Text for analysis.
[Start of section]

Vote on stem cells expected next week

By Kate McDonald
Tuesday, 31 October, 2006

Debate on Senator Kay Patterson's private member's bill to allow therapeutic cloning for stem cell research will begin in the Senate next week, with a vote to be taken by Friday, 10 November.

Senators have been allowed a conscience vote on the bill, which is expected to be supported by the majority in the house.

The Senate community affairs committee yesterday tabled a report recommending the overturn of the 2002 ban on therapeutic cloning following an inquiry into the Lockhart Review, handed down early this year.

The report said the committee was divided on acceptance of the two private member's bills, one tabled by Patterson and the other by Democrats Senator Natasha Stott Despoja. Five members of the committee supported the recommendations while three were opposed.

"However a majority of the committee agreed emphatically to support, and to recommend that Senators vote for, the Patterson Bill," the report said.

The report rejected as inappropriate claims that reputable scientists were hyping the potential of the research.

"An overwhelming number of scientific contributors stressed that before we could expect to develop therapies we needed to understand how cells develop and differentiate and how disease processes occur at a cellular level," it said.

"They also argued while this research remained prohibited any hope of finding therapies would be delayed and that stem cells derived by this technique would assist in our understanding of cell biology and in developing therapies for genetic disease.

"Many also argued that this knowledge would also provide greater potential for identifying adult stem cell treatments."

The report said Sir Gustav Nossal encapsulated the argument in support of lifting the prohibition on therapeutic cloning.

"Stem cell science has advanced to the point where it is pushing against the boundaries of current legislation," Nossal wrote. "It is time for the next step."

It also rejected claims by Professor Jack Martin, "one of the few respected scientists who objected to this research", that there was no proof of concept to justify lifting the ban.

The minority report opposing a change to legislation listed a number of reasons why it supported the status quo.

[End of section]

Assigned task.
Answer these from the stem cell article:
(a) By what date is the Senate vote on the bill to be taken?
(b) How many committee members supported the recommendations, and how many opposed them?
(c) Whom did the report credit with encapsulating the argument for lifting the ban on therapeutic cloning?

Data to examine.

[Start of section]

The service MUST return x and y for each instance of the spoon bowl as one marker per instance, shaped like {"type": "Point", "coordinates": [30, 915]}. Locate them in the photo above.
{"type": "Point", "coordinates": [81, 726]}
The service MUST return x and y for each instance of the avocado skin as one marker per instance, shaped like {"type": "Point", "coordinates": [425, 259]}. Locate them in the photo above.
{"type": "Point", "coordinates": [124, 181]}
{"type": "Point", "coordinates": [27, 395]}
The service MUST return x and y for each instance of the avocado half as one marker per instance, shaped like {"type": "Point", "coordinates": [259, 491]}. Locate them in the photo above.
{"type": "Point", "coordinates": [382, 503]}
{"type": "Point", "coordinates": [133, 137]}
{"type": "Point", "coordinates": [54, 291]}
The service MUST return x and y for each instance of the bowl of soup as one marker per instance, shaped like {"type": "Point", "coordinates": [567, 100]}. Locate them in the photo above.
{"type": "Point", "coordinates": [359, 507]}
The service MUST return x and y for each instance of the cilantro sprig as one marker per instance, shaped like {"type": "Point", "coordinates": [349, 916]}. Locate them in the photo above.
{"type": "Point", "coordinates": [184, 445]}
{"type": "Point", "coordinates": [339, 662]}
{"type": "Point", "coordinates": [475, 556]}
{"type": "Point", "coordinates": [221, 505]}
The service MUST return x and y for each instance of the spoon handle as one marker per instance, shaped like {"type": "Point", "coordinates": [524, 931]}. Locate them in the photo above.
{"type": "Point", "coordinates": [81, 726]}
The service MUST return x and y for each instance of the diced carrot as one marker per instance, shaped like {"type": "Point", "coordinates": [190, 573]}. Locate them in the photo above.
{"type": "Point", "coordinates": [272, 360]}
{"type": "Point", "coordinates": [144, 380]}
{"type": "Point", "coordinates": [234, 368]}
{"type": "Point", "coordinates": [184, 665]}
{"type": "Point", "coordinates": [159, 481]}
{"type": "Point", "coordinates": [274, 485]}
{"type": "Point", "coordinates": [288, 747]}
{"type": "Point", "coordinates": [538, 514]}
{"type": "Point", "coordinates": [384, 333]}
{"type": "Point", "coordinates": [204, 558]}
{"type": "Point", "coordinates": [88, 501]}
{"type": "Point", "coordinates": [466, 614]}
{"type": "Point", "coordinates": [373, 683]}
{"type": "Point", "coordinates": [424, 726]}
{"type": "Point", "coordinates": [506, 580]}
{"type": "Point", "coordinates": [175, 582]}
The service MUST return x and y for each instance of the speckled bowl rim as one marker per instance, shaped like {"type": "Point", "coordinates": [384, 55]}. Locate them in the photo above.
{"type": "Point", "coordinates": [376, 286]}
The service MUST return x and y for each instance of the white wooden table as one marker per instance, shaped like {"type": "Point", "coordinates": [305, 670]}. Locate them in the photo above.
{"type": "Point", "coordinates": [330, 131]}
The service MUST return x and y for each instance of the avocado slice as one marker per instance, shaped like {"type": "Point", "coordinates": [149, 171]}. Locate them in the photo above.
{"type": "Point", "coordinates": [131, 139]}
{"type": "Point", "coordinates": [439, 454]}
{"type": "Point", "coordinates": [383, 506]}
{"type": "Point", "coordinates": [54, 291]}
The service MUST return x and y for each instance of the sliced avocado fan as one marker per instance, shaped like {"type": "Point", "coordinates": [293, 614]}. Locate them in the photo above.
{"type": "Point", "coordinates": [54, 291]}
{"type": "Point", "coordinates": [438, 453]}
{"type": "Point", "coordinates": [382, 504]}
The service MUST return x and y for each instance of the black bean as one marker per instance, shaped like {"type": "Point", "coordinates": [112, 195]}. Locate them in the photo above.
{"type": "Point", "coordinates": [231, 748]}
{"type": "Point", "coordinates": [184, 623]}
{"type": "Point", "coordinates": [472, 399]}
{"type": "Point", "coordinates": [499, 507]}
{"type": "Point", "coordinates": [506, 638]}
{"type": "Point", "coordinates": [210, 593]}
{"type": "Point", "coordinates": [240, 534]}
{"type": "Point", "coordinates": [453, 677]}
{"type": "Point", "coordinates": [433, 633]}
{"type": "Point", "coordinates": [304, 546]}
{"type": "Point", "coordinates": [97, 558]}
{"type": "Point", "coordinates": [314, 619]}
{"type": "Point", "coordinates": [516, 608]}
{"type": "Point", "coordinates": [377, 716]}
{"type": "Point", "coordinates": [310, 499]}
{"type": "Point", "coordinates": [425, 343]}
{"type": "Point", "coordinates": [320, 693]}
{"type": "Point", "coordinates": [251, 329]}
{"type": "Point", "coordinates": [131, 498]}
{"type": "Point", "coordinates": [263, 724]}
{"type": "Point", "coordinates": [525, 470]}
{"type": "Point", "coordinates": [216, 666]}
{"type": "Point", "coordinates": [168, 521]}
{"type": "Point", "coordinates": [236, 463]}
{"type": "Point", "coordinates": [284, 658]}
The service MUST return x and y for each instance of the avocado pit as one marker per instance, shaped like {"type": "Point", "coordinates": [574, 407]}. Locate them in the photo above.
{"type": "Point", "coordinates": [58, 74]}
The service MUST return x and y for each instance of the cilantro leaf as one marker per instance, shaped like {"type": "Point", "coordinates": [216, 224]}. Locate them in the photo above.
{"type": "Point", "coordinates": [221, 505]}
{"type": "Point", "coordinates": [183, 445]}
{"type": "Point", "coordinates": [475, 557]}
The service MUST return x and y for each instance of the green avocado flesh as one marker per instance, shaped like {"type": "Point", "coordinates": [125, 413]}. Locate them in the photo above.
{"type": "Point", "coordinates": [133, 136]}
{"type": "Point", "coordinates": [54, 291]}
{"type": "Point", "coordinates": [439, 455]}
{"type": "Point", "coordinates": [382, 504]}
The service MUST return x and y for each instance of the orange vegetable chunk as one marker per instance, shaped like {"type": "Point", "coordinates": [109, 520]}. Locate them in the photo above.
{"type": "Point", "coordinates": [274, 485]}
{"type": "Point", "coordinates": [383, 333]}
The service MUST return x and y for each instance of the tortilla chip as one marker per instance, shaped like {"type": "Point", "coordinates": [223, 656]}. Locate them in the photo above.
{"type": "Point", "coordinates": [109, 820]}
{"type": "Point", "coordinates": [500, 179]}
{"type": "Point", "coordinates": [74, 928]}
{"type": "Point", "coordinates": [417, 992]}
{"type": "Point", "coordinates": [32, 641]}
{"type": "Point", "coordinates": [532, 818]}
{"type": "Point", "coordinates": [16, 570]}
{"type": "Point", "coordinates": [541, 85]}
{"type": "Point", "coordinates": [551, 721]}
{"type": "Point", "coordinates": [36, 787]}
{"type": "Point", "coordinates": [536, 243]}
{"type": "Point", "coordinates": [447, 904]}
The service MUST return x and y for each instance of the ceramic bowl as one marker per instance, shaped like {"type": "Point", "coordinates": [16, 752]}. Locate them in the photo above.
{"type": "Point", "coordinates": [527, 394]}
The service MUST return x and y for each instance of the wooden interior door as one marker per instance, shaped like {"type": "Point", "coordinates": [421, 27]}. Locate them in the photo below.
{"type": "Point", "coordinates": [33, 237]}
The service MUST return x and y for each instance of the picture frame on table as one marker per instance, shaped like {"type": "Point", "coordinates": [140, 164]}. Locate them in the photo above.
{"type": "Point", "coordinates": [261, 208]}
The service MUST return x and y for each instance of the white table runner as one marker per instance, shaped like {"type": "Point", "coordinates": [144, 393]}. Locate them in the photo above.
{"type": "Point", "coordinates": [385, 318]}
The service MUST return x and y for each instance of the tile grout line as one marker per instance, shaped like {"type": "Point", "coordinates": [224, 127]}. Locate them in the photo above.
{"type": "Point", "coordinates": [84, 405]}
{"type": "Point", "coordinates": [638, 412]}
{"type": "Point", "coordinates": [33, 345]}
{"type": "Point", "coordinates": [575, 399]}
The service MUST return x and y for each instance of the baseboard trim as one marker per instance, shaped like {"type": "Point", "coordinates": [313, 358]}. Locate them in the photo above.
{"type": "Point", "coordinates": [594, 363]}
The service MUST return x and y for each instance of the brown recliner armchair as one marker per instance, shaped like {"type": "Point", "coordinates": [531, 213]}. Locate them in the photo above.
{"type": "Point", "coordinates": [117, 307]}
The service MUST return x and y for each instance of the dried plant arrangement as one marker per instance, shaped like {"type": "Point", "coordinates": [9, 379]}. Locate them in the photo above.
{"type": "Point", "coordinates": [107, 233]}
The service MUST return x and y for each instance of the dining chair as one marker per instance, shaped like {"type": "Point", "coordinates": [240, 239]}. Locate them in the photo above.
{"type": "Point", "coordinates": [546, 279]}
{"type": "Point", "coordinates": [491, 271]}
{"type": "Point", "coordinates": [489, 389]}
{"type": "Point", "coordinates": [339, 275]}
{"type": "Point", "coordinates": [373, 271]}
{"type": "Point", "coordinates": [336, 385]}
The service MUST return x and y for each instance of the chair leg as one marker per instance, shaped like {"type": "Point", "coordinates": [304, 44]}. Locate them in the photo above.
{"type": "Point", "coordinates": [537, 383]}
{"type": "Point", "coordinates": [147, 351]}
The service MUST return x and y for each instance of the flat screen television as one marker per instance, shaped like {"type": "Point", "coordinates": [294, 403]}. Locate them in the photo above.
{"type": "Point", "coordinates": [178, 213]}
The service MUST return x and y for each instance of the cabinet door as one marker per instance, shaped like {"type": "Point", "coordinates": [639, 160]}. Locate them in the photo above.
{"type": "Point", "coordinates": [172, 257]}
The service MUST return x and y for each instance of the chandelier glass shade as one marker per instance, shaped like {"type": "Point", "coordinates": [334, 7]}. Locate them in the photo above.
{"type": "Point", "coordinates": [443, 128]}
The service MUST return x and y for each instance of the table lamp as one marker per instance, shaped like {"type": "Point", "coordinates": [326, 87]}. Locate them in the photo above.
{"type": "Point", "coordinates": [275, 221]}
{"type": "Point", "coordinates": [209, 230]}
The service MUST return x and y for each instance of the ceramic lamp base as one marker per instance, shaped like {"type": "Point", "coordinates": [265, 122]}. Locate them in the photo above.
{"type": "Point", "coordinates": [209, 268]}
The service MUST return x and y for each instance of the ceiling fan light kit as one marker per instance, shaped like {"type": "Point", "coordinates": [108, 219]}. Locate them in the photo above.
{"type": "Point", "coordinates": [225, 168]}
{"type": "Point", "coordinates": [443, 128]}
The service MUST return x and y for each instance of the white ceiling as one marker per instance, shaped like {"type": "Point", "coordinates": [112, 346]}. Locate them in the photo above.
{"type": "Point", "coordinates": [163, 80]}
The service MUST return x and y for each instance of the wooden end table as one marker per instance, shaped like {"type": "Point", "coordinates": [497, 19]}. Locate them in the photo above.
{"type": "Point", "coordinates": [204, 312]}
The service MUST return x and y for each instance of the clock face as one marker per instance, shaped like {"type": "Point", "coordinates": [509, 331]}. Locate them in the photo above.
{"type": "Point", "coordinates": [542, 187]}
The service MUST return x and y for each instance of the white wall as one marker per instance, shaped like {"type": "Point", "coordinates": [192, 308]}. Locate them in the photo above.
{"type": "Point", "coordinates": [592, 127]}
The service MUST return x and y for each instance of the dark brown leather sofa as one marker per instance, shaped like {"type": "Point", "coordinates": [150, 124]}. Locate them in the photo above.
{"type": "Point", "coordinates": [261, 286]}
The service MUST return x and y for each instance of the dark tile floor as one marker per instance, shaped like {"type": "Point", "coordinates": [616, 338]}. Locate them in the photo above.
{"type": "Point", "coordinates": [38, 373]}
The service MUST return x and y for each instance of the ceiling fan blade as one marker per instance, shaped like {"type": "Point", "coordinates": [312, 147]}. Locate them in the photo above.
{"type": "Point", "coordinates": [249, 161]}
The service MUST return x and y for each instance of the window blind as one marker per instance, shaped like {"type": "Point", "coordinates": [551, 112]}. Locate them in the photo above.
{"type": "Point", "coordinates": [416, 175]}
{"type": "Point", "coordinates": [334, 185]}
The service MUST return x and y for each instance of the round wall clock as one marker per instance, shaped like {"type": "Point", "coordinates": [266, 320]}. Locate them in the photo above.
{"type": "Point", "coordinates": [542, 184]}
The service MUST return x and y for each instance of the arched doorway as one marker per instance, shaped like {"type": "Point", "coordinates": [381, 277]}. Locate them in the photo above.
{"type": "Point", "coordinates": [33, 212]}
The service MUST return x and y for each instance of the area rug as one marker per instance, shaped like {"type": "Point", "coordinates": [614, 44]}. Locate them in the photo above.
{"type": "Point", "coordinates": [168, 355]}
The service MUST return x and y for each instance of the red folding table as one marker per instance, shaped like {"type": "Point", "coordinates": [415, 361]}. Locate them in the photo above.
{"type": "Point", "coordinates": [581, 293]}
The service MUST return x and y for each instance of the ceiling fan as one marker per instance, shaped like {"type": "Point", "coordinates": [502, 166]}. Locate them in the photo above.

[End of section]

Exercise response.
(a) Friday, 10 November.
(b) Five supported them and three opposed them.
(c) Sir Gustav Nossal.